▸ **Set task**: Rewrite the lines starting at the one that contains "Could you please outline every instance of the bokeh" and ending at the end of the entries, switching "bokeh background" to "blurred background" and leaving everything else unchanged.

▸ **Contour annotation entries**:

++++

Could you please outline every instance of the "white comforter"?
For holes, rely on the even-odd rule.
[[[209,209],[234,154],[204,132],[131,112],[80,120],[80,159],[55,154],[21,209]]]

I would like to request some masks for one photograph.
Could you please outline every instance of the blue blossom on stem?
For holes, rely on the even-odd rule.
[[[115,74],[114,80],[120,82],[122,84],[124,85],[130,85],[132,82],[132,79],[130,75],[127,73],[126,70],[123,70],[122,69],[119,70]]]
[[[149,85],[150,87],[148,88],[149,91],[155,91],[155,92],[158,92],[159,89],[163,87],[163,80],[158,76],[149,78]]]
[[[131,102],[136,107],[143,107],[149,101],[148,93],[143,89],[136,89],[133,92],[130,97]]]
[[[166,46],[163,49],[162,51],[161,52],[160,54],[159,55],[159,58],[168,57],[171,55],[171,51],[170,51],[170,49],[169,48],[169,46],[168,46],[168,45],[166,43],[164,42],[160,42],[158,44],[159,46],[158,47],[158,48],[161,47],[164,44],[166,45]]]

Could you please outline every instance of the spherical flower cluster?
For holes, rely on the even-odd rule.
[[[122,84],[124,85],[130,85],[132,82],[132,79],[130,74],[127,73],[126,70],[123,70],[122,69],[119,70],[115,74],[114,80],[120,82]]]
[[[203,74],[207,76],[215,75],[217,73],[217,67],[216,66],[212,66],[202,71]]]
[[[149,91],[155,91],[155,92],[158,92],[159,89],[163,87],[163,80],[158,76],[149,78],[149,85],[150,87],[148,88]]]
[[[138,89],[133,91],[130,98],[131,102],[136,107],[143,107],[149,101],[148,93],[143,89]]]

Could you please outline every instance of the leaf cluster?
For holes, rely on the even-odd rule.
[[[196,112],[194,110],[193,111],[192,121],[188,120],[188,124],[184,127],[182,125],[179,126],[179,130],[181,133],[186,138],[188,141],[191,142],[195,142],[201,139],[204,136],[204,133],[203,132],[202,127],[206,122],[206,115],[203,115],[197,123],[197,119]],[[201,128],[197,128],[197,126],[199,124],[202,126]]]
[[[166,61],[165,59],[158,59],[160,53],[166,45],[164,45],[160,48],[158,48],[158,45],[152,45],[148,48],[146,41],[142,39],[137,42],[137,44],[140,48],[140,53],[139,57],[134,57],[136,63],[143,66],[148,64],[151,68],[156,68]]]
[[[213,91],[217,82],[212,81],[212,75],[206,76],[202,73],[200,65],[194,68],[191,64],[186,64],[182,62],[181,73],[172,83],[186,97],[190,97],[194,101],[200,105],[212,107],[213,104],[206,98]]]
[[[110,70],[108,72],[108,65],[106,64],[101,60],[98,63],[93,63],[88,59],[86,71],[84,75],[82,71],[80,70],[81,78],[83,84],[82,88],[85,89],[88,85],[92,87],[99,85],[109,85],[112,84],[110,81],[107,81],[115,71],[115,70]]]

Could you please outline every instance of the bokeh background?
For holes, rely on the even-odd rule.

++++

▸ **Expected answer**:
Could you please outline every instance of the blurred background?
For holes, rely on the even-odd rule.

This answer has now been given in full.